Excerpts of location labeling data
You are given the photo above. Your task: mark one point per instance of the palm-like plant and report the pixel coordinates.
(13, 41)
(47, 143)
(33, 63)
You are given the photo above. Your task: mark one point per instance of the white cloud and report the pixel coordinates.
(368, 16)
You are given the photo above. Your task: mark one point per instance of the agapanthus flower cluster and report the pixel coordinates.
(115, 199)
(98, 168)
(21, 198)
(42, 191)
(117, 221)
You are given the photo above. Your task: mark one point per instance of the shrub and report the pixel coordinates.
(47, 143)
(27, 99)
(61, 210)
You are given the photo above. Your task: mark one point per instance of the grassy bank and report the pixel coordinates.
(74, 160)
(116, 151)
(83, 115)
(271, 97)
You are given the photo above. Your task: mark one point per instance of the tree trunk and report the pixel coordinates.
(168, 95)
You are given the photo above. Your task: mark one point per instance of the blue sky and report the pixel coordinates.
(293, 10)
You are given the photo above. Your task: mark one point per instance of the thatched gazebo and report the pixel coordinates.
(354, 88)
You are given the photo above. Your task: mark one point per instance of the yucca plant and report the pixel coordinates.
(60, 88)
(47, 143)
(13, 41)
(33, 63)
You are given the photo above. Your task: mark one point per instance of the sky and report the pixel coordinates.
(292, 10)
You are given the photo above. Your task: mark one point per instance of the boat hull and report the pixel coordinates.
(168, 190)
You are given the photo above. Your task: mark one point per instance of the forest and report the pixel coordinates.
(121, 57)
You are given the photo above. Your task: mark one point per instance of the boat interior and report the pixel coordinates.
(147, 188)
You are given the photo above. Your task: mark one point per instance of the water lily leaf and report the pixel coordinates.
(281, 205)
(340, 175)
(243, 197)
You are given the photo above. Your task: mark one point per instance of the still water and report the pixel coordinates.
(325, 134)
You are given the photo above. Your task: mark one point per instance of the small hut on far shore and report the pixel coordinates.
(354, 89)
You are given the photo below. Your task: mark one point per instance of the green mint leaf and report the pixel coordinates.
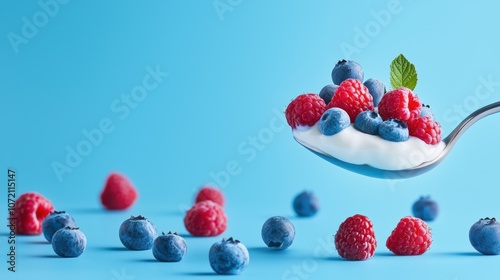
(403, 73)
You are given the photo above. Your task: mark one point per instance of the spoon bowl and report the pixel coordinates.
(449, 142)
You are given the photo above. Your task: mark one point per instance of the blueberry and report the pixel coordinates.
(137, 233)
(368, 122)
(228, 256)
(427, 112)
(69, 242)
(333, 121)
(327, 92)
(346, 69)
(376, 89)
(393, 130)
(484, 236)
(278, 233)
(169, 248)
(55, 221)
(306, 204)
(425, 208)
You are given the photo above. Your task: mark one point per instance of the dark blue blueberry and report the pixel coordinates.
(327, 92)
(228, 256)
(69, 242)
(393, 130)
(278, 233)
(346, 69)
(169, 248)
(306, 204)
(484, 236)
(426, 112)
(333, 121)
(137, 233)
(425, 208)
(55, 221)
(376, 89)
(368, 122)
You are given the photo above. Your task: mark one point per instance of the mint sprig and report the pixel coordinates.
(403, 73)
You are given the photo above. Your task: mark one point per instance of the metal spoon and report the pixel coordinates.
(449, 141)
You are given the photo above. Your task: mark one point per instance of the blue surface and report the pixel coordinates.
(217, 117)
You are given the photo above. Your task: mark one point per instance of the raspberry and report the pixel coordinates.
(353, 97)
(118, 193)
(411, 236)
(355, 239)
(304, 110)
(30, 210)
(205, 218)
(401, 104)
(426, 129)
(210, 193)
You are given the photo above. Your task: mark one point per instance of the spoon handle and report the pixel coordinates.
(469, 121)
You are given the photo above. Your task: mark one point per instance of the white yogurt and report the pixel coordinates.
(353, 146)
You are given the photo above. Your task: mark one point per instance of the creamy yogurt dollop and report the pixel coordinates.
(353, 146)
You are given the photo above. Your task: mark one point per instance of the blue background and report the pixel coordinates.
(231, 73)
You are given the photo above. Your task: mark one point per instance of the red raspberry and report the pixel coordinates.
(205, 218)
(411, 236)
(353, 97)
(118, 193)
(30, 210)
(306, 109)
(401, 104)
(355, 239)
(426, 129)
(210, 193)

## Exercise task
Return the records exactly. Don't carry the pictures over.

## Complete answer
You are given the photo above. Your task: mark one point per instance of the palm-like plant and report the pixel coordinates.
(13, 41)
(47, 143)
(33, 63)
You are given the photo above. Your task: mark one point per instance of the white cloud and report the pixel coordinates.
(368, 16)
You are given the photo above. Your task: mark one point per instance of the agapanthus flower cluster and report the pixel coordinates.
(115, 199)
(98, 168)
(21, 198)
(42, 191)
(117, 221)
You are given the photo above. Your task: mark one point per instance of the shrub and report the pixel coordinates.
(47, 143)
(27, 99)
(61, 210)
You are given the photo above. Your task: mark one point per instance of the grassy bank and report the pixel coordinates.
(74, 160)
(116, 151)
(83, 115)
(271, 97)
You are given the photo above. Your task: mark one point per instance of the tree trunk and report the pixel coordinates.
(168, 95)
You are given the photo above. Your task: mark one point per instance of the blue sky and report the pixel coordinates.
(293, 10)
You are given the photo above. Your task: mark one point per instance of the thatched gazebo and report the pixel coordinates.
(354, 88)
You are given the photo above. Your task: mark one point per instance of the yucca plant and report the pixel coordinates.
(60, 88)
(47, 143)
(13, 41)
(33, 63)
You are given the photo above. Your task: mark one point per instance of the sky and report the pixel coordinates.
(292, 10)
You are given the photo above. Your task: mark one point per instance of the boat hull and report the pixel coordinates.
(168, 190)
You are given the photo above. Your task: mark one point per instance of the forest and report the pixel coordinates.
(121, 57)
You are given the photo above. Your task: mark one point per instance of the boat interior and report the pixel coordinates.
(147, 188)
You are given the photo above. Your task: mark one point per instance of the water lily leaf and report the pixel coordinates.
(281, 205)
(340, 175)
(243, 197)
You are given the photo above. Your task: mark one point per instance of the still water and report the pixel coordinates.
(325, 134)
You are given the photo above. Your task: mark one point per instance of the small hut on far shore and report the pixel coordinates.
(354, 89)
You are given the photo below. Your task: mark one point per instance of the green mint leaf and report the pixel coordinates.
(403, 73)
You are given the photo above. Your task: mark one point per instance of the spoon bowl and report the pixel coordinates.
(449, 142)
You are given the photo above. Your task: mark one point per instance of the blueberry and report the pixel coordinates.
(137, 233)
(368, 122)
(228, 256)
(427, 112)
(69, 242)
(333, 121)
(327, 92)
(346, 69)
(376, 89)
(393, 130)
(484, 236)
(278, 233)
(169, 248)
(55, 221)
(306, 204)
(425, 208)
You are given the photo above. Your task: mark one point per instance of the dark blue blueberry and report the pixel coordinates.
(327, 92)
(228, 256)
(69, 242)
(393, 130)
(278, 233)
(346, 69)
(169, 248)
(306, 204)
(484, 236)
(426, 112)
(333, 121)
(137, 233)
(425, 208)
(55, 221)
(376, 89)
(368, 122)
You are given the photo above. Your task: mark one point per instance of the mint sprig and report the pixel coordinates.
(403, 73)
You are given the photo above. Your task: mark one point per instance of the metal spoon and report the pixel coordinates.
(449, 141)
You are given the photo above. Your task: mark one point per instance of the blue surface and report the pixel coordinates.
(217, 117)
You are given the photo above. Your task: mark one point per instance of the raspberry and report the pixel coordinates.
(353, 97)
(118, 193)
(411, 236)
(355, 239)
(304, 110)
(30, 210)
(205, 218)
(401, 104)
(426, 129)
(210, 193)
You are given the photo above. Your task: mark one point per instance of the spoon handle and report the pixel coordinates.
(469, 121)
You are given the photo above. Your task: mark one point per instance of the white yogurt and report the pixel coordinates.
(353, 146)
You are given the photo above. Your task: mark one point per instance of the creamy yogurt dollop and report the pixel coordinates.
(353, 146)
You are given the photo above. Your task: mark one point per instance of the blue background and report the pixel coordinates.
(231, 73)
You are given the photo above. Your task: mark one point per instance of the red raspberry and report the pixel coordinates.
(205, 218)
(411, 236)
(353, 97)
(118, 193)
(30, 210)
(306, 109)
(401, 104)
(355, 239)
(426, 129)
(210, 193)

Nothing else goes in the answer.